**Your instructions:** Copy each line exactly. Leave nothing out.

**Data to process:**
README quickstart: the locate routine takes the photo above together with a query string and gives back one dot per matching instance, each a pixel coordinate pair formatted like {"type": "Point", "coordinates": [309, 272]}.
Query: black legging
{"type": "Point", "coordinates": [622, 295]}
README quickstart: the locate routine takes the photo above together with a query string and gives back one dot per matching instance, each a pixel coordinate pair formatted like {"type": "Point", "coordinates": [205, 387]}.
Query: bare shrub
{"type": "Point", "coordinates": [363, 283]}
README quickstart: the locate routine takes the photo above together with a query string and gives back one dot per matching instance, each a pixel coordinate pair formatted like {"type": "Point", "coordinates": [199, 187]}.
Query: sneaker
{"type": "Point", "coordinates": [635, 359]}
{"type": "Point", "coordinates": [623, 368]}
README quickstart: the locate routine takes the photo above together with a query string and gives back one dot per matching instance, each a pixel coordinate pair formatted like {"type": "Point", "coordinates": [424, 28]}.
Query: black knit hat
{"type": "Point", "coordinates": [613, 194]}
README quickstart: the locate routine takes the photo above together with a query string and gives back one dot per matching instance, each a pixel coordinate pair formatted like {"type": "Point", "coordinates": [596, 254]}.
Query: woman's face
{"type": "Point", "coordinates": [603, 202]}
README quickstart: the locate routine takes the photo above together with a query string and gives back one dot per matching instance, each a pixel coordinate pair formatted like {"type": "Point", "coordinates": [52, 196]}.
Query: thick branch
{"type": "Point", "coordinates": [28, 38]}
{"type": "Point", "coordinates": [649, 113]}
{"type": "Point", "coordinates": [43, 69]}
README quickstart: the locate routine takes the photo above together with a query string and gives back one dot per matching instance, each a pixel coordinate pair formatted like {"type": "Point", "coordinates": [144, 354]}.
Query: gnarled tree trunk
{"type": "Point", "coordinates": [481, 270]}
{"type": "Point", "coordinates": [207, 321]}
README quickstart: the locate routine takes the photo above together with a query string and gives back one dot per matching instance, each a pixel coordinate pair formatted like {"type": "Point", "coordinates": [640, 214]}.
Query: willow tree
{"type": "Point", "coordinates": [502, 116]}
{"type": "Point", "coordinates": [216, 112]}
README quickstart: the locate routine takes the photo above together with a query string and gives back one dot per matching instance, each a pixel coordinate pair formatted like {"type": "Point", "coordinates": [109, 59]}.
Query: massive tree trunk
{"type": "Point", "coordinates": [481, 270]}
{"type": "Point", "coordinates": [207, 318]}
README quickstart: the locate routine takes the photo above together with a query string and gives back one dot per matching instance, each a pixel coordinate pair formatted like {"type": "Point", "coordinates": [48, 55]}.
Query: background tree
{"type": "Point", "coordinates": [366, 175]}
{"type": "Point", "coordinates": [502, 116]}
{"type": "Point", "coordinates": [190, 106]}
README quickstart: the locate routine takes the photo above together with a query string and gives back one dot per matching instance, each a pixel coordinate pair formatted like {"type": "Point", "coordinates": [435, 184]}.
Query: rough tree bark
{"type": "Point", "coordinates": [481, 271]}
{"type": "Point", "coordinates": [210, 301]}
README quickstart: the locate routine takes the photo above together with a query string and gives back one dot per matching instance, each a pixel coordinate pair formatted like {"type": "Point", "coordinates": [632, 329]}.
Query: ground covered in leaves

**Task output:**
README quickstart: the locate routine takes the photo above together with a query string and gives back one dot per matching instance, each a pixel coordinate pair formatted like {"type": "Point", "coordinates": [309, 272]}.
Query: black legging
{"type": "Point", "coordinates": [622, 295]}
README quickstart: the locate routine takes the photo above together with a query string and gives back one dot per matching instance, each a pixel coordinate pair formatted like {"type": "Point", "coordinates": [205, 387]}.
Query: bare shrub
{"type": "Point", "coordinates": [363, 283]}
README quickstart: the locate routine takes the photo above together with a query string and gives back one dot per matching instance, each a pixel coordinate pair formatted like {"type": "Point", "coordinates": [199, 187]}.
Query: sneaker
{"type": "Point", "coordinates": [635, 359]}
{"type": "Point", "coordinates": [623, 368]}
README quickstart: the locate routine takes the photo above together with a query string and gives back one dot per matching instance, each a pixel coordinate pair formatted like {"type": "Point", "coordinates": [424, 28]}.
Query: black knit hat
{"type": "Point", "coordinates": [613, 194]}
README quickstart: the locate routine takes the photo above together with a query string and gives back one dot per matching instance, each a pixel coordinate pair formatted like {"type": "Point", "coordinates": [596, 254]}.
Query: woman's face
{"type": "Point", "coordinates": [603, 202]}
README quickstart: the locate routine takes the photo above together with a query string and gives back one dot per matching instance, each a pixel coordinate pair formatted like {"type": "Point", "coordinates": [52, 196]}.
Query: thick branch
{"type": "Point", "coordinates": [28, 38]}
{"type": "Point", "coordinates": [649, 113]}
{"type": "Point", "coordinates": [43, 69]}
README quickstart: the locate routine takes the photo above together with a query string and gives back one dot per matching instance, each a pixel coordinate pair formatted like {"type": "Point", "coordinates": [144, 354]}.
Query: gnarled tree trunk
{"type": "Point", "coordinates": [481, 270]}
{"type": "Point", "coordinates": [207, 321]}
README quickstart: the locate routine takes the photo above together with a query string and gives back one dot per matching instance, each a pixel coordinate pair formatted like {"type": "Point", "coordinates": [640, 214]}.
Query: willow tree
{"type": "Point", "coordinates": [502, 116]}
{"type": "Point", "coordinates": [216, 112]}
README quickstart: the locate routine takes the photo above together with a query string and gives back one dot per matching instance, each a pixel coordinate pair formatted like {"type": "Point", "coordinates": [109, 59]}.
Query: massive tree trunk
{"type": "Point", "coordinates": [481, 270]}
{"type": "Point", "coordinates": [207, 318]}
README quickstart: the locate routine takes the photo above together with a query string and gives back one dot per matching instance, each a pixel coordinate pair formatted like {"type": "Point", "coordinates": [48, 55]}.
Query: background tree
{"type": "Point", "coordinates": [366, 175]}
{"type": "Point", "coordinates": [502, 116]}
{"type": "Point", "coordinates": [190, 106]}
README quickstart: the locate routine takes the photo above together with a query string and gives back one dot per matching instance, each a pixel coordinate pair formatted like {"type": "Point", "coordinates": [435, 184]}.
Query: rough tree bark
{"type": "Point", "coordinates": [481, 271]}
{"type": "Point", "coordinates": [210, 301]}
README quickstart: the locate routine takes the photo above together with a query string and gives back one dot per matching instance, each a pixel coordinate pair formatted like {"type": "Point", "coordinates": [632, 329]}.
Query: ground covered in leaves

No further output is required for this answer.